= Task description =
Output only the lines of the entries that follow, starting at the one with "Target: broken concrete block" and running down to the one with "Target: overcast sky", both included and unchanged.

[Records for this task — start]

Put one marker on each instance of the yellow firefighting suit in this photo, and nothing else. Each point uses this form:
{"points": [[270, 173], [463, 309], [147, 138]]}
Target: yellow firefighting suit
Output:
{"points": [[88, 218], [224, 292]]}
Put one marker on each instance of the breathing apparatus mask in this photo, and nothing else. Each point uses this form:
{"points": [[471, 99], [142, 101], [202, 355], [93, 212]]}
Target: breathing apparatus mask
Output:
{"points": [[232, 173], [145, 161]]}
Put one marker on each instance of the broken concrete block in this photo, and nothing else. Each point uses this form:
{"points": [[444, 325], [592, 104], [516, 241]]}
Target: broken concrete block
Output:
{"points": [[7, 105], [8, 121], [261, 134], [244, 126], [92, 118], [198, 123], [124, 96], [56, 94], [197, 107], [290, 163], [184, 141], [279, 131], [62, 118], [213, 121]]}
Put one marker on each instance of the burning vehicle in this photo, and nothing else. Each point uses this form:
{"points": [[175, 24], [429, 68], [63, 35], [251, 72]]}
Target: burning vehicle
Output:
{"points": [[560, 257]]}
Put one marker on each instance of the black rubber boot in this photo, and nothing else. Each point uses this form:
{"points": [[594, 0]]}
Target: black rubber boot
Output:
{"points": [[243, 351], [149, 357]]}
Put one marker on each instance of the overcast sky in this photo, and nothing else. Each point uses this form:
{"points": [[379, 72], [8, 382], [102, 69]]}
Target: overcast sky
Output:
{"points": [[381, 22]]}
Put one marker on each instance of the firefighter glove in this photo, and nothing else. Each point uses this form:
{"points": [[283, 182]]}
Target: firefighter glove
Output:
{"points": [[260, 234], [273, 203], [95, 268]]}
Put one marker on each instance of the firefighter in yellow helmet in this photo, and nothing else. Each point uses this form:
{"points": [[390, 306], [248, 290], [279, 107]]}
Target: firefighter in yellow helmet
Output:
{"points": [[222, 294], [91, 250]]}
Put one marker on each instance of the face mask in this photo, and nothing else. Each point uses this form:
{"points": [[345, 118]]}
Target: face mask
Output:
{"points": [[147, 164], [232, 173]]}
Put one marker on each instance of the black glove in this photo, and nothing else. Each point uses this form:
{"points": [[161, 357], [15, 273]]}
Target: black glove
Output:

[Records for this task — finish]

= The answer =
Target: broken concrete block
Output:
{"points": [[7, 105], [8, 121], [261, 134], [244, 126], [92, 118], [198, 123], [124, 96], [56, 94], [197, 107], [290, 163], [184, 141], [279, 131], [62, 118], [213, 121]]}
Put one marker on each instance of the burning vehicle in this photo, and nothing else. Each point uses this form:
{"points": [[175, 24], [429, 68], [63, 35], [251, 72]]}
Target: burning vehicle
Output:
{"points": [[560, 257]]}
Put one marker on each instance of the black rubber boot in this photo, and nothing else. Each point uses this form:
{"points": [[594, 0]]}
Target: black rubber boot
Output:
{"points": [[243, 351], [149, 357]]}
Put one marker on each instance of the overcast sky in this photo, and nothing else. Each point uses this form:
{"points": [[379, 72], [8, 382], [102, 69]]}
Target: overcast sky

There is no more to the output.